===== DATA IN THIS EXERCISE
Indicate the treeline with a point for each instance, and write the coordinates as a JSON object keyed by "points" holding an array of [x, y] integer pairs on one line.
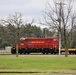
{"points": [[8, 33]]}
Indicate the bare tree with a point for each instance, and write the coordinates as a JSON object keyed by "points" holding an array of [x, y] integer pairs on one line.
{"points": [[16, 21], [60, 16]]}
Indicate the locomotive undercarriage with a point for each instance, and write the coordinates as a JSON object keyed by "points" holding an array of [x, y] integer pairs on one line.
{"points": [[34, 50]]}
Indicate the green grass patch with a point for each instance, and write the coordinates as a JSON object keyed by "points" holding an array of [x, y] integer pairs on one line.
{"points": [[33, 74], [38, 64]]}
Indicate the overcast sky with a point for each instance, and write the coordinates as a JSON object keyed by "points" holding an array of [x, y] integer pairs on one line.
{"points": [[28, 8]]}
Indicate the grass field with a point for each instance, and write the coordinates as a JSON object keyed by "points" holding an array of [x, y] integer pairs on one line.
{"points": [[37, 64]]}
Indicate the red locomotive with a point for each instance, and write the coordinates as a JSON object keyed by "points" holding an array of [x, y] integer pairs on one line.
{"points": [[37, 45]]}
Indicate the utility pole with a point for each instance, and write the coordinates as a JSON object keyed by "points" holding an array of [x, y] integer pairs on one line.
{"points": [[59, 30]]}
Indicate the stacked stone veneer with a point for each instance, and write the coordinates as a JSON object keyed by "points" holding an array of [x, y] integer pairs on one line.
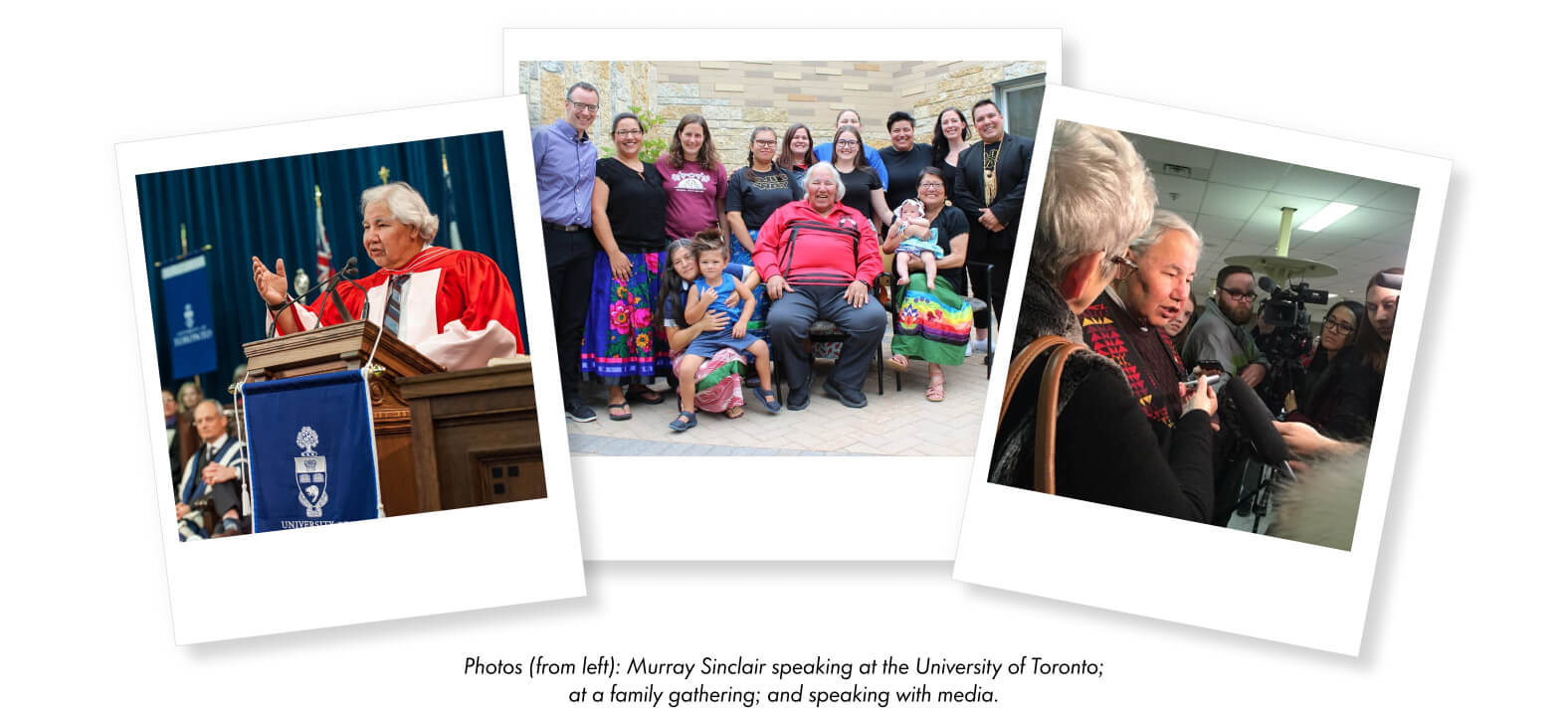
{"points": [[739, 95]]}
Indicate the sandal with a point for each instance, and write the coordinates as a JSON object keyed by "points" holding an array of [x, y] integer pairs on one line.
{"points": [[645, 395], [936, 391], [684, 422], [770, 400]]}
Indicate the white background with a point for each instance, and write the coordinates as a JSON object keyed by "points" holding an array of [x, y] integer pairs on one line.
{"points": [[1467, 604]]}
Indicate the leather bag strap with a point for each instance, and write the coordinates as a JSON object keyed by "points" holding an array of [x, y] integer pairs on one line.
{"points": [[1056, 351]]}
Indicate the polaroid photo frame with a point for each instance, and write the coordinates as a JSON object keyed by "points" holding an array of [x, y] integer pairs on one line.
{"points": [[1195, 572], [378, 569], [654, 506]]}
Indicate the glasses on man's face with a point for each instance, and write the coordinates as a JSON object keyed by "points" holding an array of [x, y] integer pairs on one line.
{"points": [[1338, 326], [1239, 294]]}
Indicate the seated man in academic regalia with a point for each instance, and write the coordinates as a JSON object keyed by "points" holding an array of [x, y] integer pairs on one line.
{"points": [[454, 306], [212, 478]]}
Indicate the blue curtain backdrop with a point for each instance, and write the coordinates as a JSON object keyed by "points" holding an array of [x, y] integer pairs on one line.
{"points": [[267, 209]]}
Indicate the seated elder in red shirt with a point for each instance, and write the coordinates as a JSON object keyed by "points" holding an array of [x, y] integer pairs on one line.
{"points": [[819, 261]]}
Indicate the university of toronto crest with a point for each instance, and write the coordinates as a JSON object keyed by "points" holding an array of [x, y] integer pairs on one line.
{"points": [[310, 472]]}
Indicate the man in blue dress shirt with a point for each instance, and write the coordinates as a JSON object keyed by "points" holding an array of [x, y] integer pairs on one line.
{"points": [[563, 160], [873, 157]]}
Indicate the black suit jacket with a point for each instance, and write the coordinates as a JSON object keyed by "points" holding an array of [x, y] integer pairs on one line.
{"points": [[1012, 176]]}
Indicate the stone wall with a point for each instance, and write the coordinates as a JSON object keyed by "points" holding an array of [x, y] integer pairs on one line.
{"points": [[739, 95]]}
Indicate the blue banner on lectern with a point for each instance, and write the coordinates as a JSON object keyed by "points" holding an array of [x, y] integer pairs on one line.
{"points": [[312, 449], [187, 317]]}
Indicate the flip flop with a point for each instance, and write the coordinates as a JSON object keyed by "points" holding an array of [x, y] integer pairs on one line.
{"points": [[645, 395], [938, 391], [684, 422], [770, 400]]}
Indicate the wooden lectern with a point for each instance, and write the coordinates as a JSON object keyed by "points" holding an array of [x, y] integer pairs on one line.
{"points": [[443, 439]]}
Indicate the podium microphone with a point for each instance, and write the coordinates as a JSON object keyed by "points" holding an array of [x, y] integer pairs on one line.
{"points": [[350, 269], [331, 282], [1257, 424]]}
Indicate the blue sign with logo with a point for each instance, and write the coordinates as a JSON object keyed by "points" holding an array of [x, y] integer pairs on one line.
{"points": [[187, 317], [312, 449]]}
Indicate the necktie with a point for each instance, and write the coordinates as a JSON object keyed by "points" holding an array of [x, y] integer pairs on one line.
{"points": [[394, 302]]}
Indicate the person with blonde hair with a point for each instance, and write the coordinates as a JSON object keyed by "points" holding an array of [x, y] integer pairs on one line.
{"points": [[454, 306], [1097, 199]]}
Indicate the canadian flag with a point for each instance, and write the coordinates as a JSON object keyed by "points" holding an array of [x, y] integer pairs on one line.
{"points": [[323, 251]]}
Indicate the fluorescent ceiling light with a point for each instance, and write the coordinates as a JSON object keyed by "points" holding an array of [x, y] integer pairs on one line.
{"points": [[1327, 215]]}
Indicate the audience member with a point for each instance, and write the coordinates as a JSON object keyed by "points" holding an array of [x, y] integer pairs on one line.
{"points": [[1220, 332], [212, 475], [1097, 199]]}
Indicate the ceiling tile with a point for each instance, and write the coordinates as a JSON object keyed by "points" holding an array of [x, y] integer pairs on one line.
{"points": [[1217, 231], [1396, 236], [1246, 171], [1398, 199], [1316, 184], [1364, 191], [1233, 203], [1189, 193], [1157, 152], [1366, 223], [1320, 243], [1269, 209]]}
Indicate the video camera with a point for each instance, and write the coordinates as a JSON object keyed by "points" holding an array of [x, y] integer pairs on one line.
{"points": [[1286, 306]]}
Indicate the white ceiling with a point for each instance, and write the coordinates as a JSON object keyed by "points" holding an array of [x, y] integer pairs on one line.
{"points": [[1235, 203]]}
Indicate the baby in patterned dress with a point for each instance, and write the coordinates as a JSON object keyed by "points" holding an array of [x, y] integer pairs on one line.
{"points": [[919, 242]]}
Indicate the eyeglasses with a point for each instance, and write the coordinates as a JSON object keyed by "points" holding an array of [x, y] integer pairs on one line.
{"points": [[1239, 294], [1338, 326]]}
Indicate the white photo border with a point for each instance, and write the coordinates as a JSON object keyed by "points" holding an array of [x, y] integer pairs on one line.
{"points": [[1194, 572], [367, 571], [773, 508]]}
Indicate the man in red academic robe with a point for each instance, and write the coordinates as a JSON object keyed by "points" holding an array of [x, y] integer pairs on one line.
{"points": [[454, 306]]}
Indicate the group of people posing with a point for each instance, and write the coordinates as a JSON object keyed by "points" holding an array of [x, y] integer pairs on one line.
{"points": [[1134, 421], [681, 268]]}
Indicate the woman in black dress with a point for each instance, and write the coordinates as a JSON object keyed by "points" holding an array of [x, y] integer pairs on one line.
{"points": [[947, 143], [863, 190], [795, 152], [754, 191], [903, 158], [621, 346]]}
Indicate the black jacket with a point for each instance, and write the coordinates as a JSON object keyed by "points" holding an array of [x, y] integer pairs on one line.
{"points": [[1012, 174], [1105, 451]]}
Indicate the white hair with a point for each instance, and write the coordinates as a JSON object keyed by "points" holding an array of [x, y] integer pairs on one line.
==========
===== DATA IN THIS EXERCISE
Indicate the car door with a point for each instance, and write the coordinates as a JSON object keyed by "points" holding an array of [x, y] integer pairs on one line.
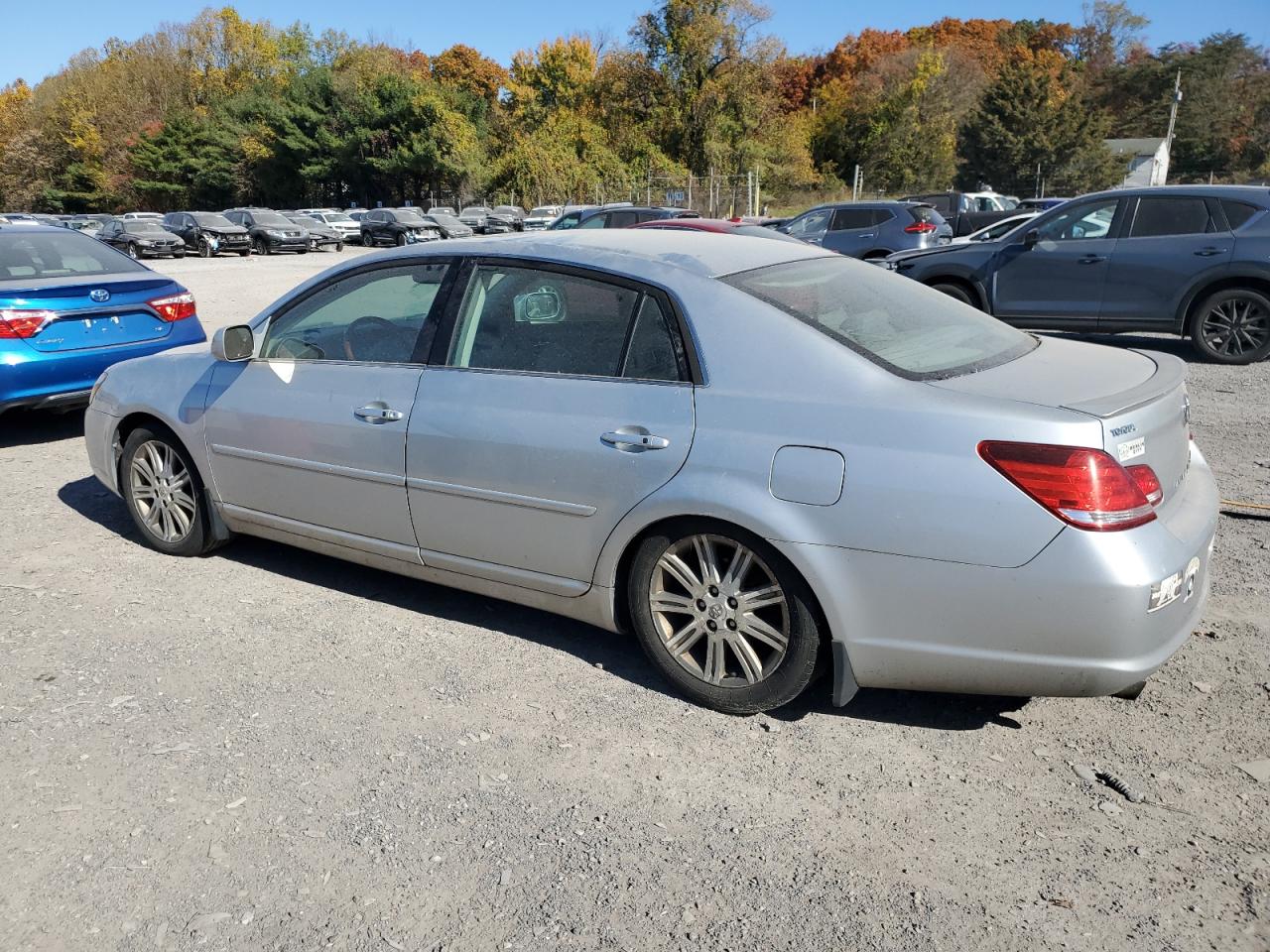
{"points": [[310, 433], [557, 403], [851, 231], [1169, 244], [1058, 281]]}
==========
◆ EXERCISE DIRECTIONS: Return every line from the entries above that contains the string "photo", matching case exactly.

◆ RESPONSE TO THE EXERCISE:
Indicate the polaroid photo frame with a point for each instance, and write the coordinates as a JSON object keyed by "points" holding an array of [x, y] integer pairs on one line.
Indicate the white photo border with a point for each instance, and write the coordinates as a JSON object keyed by "points" holding an array of [x, y] integer pairs on one line.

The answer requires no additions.